Ainsi parle le Seigneur Dieu : Je vais ouvrir vos tombeaux et je vous en ferai remonter, ô mon peuple.

Quand Ézéchiel reçoit cette parole de Dieu, il est en exil à Babylone, avec son peuple.

25 ans auparavant, il a été témoin de la prise de Jérusalem par les armées babyloniennes.

Il a vu le Temple profané et incendié.

Il a vu la ville pillée et ses remparts rasés.

Il a vu ses habitants se rassembler en longues files interminables et il est parti avec eux, là-bas vers l’est, vers Babylone pour un exil peut-être sans retour.

Ce jour-là le peuple d’Israël a tout perdu.

Son temple saint, sa ville sainte, sa Terre Sainte.

Mais Ézéchiel a vu autre chose.

Il a aussi vu la gloire de Dieu s’élever du milieu de la ville et partir vers l’orient. (Éz.11, 23).

Dieu n’abandonne pas son peuple dans son épreuve.

Dieu part lui aussi en exil avec son peuple.

Et Dieu fait à son peuple en exil une promesse :

Je vais ouvrir vos tombeaux et je vous en ferai remonter, ô mon peuple.

L’exil aura une fin.

Le peuple retrouvera un jour son temple saint, sa ville sainte, sa Terre Sainte.
□ □ □ □ □ □ □
### [PROBLÈMES À RÉSOUDRE]
a – Reprenez le passage de l’extrait sur Ézéchiel compris entre « Ainsi parle le » et « a tout perdu. », inclus, en substituant « Ninive » à « Babylone ».
b – Répondez à ces questions d’après l’extrait sur Ézéchiel :
(i) Combien d’années avant cette parole de Dieu Ézéchiel a-t-il été témoin de la prise de Jérusalem ?
(ii) Vers où la gloire de Dieu part-elle après s’être élevée du milieu de la ville ?
(iii) Qu’est-ce qui aura une fin ?
c – Traduisez en anglais cette phrase de l’extrait sur Ézéchiel : « Dieu n’abandonne pas son peuple dans son épreuve. »
Répondez en vous fondant uniquement sur l’extrait sur Ézéchiel.
□ □ □ □ □ □ □
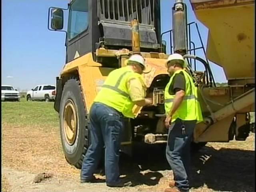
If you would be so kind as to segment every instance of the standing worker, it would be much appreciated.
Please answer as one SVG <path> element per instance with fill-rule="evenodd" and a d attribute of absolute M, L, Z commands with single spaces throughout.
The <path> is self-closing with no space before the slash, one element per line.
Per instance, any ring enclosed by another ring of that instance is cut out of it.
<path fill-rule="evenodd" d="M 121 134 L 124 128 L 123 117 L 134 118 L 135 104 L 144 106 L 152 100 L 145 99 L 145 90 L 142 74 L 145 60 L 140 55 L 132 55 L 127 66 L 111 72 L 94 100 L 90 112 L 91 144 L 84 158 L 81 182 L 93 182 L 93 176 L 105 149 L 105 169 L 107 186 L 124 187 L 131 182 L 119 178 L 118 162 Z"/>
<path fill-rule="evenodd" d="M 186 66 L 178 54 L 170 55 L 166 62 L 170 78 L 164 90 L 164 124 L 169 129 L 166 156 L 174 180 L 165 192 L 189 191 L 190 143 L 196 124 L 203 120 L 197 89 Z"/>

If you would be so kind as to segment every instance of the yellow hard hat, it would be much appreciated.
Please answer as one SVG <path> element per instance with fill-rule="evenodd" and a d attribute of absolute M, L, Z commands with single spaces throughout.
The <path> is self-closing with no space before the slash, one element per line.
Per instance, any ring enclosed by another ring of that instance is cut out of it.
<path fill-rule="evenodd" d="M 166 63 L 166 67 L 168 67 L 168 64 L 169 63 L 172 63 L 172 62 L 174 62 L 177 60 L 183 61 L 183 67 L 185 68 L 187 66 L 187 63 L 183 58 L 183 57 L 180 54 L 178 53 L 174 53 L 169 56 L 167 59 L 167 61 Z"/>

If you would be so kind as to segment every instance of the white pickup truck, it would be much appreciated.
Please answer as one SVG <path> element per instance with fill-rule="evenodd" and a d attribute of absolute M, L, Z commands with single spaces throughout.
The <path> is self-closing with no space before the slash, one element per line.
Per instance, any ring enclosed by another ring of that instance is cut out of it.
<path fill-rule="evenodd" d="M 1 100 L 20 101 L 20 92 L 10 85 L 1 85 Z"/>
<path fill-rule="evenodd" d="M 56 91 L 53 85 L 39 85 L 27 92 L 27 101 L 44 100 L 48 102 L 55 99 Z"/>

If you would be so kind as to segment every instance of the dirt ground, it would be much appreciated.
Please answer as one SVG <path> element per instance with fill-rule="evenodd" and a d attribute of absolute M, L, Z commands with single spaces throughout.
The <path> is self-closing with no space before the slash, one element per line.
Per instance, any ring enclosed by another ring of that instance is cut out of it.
□ □ □ □ □ □ □
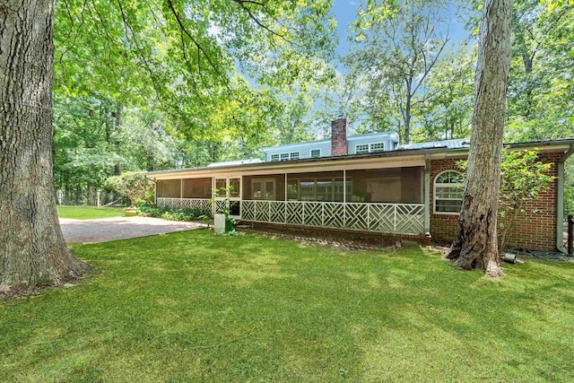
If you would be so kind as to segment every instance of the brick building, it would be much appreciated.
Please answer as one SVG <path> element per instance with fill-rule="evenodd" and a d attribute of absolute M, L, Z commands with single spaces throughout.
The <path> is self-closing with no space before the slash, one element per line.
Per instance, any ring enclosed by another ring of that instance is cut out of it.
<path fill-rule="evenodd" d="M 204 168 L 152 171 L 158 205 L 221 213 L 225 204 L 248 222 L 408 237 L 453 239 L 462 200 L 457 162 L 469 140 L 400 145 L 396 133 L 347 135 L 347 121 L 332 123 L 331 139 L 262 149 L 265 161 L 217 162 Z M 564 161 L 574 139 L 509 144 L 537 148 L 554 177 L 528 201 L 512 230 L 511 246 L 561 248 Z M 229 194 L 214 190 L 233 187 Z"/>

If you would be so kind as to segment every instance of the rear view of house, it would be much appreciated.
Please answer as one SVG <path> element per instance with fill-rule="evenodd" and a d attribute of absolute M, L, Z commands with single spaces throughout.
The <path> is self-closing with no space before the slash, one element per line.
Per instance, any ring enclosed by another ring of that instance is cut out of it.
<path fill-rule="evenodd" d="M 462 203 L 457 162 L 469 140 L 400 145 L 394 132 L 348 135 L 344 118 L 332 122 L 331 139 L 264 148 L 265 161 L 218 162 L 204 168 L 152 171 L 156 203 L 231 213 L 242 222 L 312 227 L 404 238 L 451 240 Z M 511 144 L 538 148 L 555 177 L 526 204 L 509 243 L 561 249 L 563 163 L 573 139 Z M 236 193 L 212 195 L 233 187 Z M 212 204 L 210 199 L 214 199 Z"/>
□ □ □ □ □ □ □
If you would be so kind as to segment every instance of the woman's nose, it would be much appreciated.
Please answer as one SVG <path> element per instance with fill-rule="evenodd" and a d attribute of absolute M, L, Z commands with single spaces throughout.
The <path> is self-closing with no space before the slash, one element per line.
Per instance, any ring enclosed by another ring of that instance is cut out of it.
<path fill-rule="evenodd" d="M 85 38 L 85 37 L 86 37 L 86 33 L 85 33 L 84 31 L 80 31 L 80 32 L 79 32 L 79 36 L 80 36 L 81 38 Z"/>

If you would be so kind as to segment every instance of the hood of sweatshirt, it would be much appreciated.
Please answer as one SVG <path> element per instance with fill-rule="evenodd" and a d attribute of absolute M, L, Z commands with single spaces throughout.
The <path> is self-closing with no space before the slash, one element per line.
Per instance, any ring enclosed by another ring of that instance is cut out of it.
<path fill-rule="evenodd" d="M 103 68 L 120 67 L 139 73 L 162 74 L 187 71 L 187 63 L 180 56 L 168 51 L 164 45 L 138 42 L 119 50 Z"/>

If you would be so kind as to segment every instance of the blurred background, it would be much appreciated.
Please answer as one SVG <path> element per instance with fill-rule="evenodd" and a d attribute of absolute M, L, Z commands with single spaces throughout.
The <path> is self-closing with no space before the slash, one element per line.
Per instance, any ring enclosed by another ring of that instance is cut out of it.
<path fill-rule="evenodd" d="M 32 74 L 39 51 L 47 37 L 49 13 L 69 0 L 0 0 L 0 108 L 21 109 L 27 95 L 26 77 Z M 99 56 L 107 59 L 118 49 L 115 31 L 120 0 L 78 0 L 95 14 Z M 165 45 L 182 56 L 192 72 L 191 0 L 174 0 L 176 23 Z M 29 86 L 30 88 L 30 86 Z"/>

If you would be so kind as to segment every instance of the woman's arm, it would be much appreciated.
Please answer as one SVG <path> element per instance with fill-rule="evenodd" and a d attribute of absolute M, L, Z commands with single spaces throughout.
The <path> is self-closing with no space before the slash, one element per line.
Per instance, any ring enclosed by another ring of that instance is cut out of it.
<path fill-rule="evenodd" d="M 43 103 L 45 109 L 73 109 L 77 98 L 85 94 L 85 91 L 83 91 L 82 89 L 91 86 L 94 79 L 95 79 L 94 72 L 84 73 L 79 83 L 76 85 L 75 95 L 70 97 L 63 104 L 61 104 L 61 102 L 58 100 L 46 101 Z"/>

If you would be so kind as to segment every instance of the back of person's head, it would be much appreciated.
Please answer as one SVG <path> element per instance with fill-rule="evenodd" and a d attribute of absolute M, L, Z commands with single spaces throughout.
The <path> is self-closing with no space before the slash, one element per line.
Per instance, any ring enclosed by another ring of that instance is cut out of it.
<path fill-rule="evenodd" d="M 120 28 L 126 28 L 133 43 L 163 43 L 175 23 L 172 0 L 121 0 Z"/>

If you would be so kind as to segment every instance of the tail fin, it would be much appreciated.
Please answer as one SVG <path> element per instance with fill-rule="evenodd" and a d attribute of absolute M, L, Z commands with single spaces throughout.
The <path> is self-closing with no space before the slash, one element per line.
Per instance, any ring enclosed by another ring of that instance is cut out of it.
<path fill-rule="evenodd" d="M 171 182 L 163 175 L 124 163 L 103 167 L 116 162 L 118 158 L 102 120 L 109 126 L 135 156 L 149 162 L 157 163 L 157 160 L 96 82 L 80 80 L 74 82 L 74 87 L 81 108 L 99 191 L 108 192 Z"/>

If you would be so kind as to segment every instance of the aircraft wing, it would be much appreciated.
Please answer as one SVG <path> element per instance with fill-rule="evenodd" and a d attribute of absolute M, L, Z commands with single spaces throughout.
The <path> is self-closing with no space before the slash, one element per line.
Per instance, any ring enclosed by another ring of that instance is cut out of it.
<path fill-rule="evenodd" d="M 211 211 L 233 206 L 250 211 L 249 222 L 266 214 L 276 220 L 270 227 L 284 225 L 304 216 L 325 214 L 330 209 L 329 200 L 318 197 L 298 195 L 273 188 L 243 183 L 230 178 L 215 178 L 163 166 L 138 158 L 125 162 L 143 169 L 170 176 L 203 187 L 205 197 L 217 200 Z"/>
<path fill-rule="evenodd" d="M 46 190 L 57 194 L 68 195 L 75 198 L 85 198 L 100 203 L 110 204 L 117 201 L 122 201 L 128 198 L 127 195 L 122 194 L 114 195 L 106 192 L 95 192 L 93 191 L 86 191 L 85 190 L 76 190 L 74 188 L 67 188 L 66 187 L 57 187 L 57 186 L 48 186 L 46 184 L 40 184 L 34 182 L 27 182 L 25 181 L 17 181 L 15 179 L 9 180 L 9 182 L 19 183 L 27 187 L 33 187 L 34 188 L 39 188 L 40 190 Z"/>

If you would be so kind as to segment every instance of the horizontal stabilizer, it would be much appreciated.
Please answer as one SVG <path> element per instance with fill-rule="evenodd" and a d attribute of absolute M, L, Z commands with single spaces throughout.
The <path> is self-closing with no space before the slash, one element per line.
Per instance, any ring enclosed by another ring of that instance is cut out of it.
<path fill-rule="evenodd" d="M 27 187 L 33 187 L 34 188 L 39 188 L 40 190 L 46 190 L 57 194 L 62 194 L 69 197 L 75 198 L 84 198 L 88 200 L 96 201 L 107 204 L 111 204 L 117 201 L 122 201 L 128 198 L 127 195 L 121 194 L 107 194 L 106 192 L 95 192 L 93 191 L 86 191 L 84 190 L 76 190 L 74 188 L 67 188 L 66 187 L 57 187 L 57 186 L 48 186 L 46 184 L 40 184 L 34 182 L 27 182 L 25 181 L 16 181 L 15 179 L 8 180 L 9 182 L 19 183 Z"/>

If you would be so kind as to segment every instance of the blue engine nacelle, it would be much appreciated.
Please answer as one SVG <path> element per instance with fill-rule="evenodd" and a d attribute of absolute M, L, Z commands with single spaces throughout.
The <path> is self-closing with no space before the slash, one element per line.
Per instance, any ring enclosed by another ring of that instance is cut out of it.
□ □ □ □ □ □ □
### [SOLUTIONS ORDONNÉES]
a –
Ainsi parle le Seigneur Dieu : Je vais ouvrir vos tombeaux et je vous en ferai remonter, ô mon peuple.

Quand Ézéchiel reçoit cette parole de Dieu, il est en exil à Ninive, avec son peuple.

25 ans auparavant, il a été témoin de la prise de Jérusalem par les armées babyloniennes.

Il a vu le Temple profané et incendié.

Il a vu la ville pillée et ses remparts rasés.

Il a vu ses habitants se rassembler en longues files interminables et il est parti avec eux, là-bas vers l’est, vers Ninive pour un exil peut-être sans retour.

Ce jour-là le peuple d’Israël a tout perdu.

b –
(i) 25 ans.
(ii) Vers l’orient.
(iii) L’exil.

c – God does not abandon his people in their trial.